- [Reading text]:
* Begin *
Hagmann was born in Geneva, Switzerland, in 1940. According to a biography compiled by the International Museum of Horology, he started in the industry in 1956, as an apprentice to Geneva jeweler Ponti Gennari. From there, he held a variety of jobs—some in the jewelry and watch trade, and at least one that involved his other passion, tinkering with motorbikes and race cars.

By the 1970s, he’d established himself as an expert and in-demand designer of watch cases. Yet the man who once called himself “very autodidactic” always stressed that he never went to school for his craft.

“Over a long period of time, you learn,” he told watch blog A Collected Man in 2019. “You build your intuition. I was lucky enough to work for a long time with some high-end watchmakers and to learn the classical rules. It’s important to first learn the way things are done so that you can then start to question them.”

Hagmann set up his own workshop in 1984 and was soon creating cases for noted watchmakers like Blancpain, Breitling, Vacheron Constantin, and Audemars Piguet, as well as top independents like Franck Muller and Roger Dubuis. But he won the widest acclaim for his work on Patek Philippe’s minute repeaters.

“His expertise at coaxing and simplifying the tiny bell-like sound from these chiming watches can be likened to the skill of a master violin maker,” wrote the Financial Times.
* End *
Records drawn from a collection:
* Begin *
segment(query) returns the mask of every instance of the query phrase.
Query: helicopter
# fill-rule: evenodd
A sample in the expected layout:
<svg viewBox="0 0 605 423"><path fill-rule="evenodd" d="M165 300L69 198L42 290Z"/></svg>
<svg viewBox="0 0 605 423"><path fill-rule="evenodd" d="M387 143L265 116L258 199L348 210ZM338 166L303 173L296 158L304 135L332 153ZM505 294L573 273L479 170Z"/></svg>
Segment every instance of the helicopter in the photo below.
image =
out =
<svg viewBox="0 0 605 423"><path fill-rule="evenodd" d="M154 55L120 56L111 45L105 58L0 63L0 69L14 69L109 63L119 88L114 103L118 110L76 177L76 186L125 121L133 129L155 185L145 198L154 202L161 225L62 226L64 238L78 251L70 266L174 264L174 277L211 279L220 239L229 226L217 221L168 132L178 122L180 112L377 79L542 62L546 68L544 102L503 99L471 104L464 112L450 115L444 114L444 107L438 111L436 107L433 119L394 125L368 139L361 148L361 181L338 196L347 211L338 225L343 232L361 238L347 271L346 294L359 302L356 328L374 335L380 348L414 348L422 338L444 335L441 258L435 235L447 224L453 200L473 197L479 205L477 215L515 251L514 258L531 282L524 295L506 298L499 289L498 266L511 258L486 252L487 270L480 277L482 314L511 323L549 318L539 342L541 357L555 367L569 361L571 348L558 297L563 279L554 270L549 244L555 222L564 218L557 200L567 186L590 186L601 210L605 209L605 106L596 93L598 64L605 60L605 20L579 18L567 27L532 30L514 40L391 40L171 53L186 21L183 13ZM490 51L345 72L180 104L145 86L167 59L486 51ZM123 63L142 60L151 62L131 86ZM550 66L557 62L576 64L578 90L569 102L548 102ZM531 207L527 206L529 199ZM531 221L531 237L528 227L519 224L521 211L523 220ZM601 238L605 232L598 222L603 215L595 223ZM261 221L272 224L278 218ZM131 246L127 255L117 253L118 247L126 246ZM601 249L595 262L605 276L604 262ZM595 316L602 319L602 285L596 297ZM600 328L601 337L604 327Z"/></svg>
* End *
- [Written problem]:
Can you carry the Hagmann biography forward from its last sentence? The entries come from a separate source, unrelated to the Hagmann biography.

- [Task result]:
Hagmann said in a 2024 Watches TV interview that his goal was always “better quality and more elegance. Always, always. And the easiest way possible.”

He stamped most of his cases with his initials, JPH. Watches bearing that hallmark are now widely sought-after by collectors—which surprised him.

“I would never have expected it,” he told A Collected Man. “But I have some collector friends whose aim is to own all the watches I’ve made. It helps my confidence, but it doesn’t give me any more money.”

Hagmann intended to retire in 2017, after selling his company to Vacheron Constantin. But in 2019, timepiece prodigy Rexhep Rexhepi coaxed the soon-to-be octogenarian out of retirement to work for his watch brand Akrivia.

Asked what lured him back to the bench, Hagmann told Wristcheck, “I don’t know how to do nothing. I’ve always forced myself to invent, build, and imagine things constantly evolving.”

Last year, Hagmann was awarded a special jury prize at the Grand Prix d’Horlogerie de Genève, the “Oscars of watchmaking.”

“His curriculum vitae reads like a directory of the great names of 20th-century watchmaking,” jury president Nick Foulkes said when introducing Hagmann at the awards ceremony. “The casemaker’s casemaker, he has participated in the creation of some of the most important watches in modern times.”

On social media, watch aficionados remembered Hagmann as a humble man who nevertheless produced a remarkable body of work.

“In the watch industry there is not a single company not have asked him to produce cases,” wrote Patek Philippe museum director Peter Friess on LinkedIn. “He was the man for special cases no one else could make. We will miss him. The many fruitful discussions I have had with him in the years past are unforgettable.”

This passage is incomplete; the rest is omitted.